### TEXT TO READ

Skip to content

User Guide

How DataZip Works

A DataZip file is a standard .zip archive with a specific internal layout:

  • Data files: Common data objects are stored as .parquet (DataFrames, Series), .npy (NumPy arrays), or .pkl (pickled objects like Plotly figures).
  • __attributes__.json: References to all stored objects and their types.
  • __metadata__.json: Version information, creation timestamp, and username.

This makes DataZip archives human-inspectable: you can open them with any zip tool and read the JSON files directly.

Supported Types

Primitives

All standard Python primitives are supported:

with DataZip(buffer, "w") as z:
    z["s"] = "hello"

######
### EXCERPTED DATA

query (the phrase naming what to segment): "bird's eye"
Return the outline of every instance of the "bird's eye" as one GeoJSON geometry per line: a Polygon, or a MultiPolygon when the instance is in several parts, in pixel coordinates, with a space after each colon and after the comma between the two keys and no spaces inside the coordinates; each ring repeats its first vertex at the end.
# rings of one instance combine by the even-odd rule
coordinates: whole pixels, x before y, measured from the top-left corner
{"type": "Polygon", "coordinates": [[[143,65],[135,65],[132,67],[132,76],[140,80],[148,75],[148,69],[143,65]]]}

######

» EXERCISE REQUIREMENTS
#1 In the DataZip user guide, what three pieces of information does __metadata__.json hold?
#2 Continue the DataZip user guide from its last line.

» ANSWERS FOR THE TASKS
#1 Version information, creation timestamp, and username.

#2
    z["i"] = 42
    z["f"] = 3.14
    z["b"] = True
    z["n"] = None
    z["c"] = 1 + 2j         # complex numbers

Collections

with DataZip(buffer, "w") as z:
    z["d"] = {"key": "value", "nested": {"a": 1}}
    z["l"] = [1, 2, 3]
    z["t"] = (1, "two", 3.0)    # tuples are preserved (not converted to list)
    z["s"] = {1, 2, 3}          # sets
    z["fs"] = frozenset({1, 2}) # frozensets

Date and Time

from datetime import datetime
with DataZip(buffer, "w") as z:
    z["dt"] = datetime(2024, 1, 15, 12, 0, 0)

Paths

from pathlib import Path
with DataZip(buffer, "w") as z:
    z["path"] = Path("/usr/local/data")

NumPy Arrays

Arrays are stored in .npy format, preserving dtype and shape:

import numpy as np
with DataZip(buffer, "w") as z:
    z["arr"] = np.array([[1.0, 2.0], [3.0, 4.0]], dtype=np.float32)

Pandas DataFrames

DataFrames are stored as Parquet.

import pandas as pd
with DataZip(buffer, "w") as z:
    # Regular DataFrame
    z["df"] = pd.DataFrame({"a": [1, 2], "b": [3.0, 4.0]})

    # MultiIndex columns
    z["multi"] = pd.DataFrame(
        {(0, "x"): [1, 2], (0, "y"): [3, 4], (1, "x"): [5, 6]}
    )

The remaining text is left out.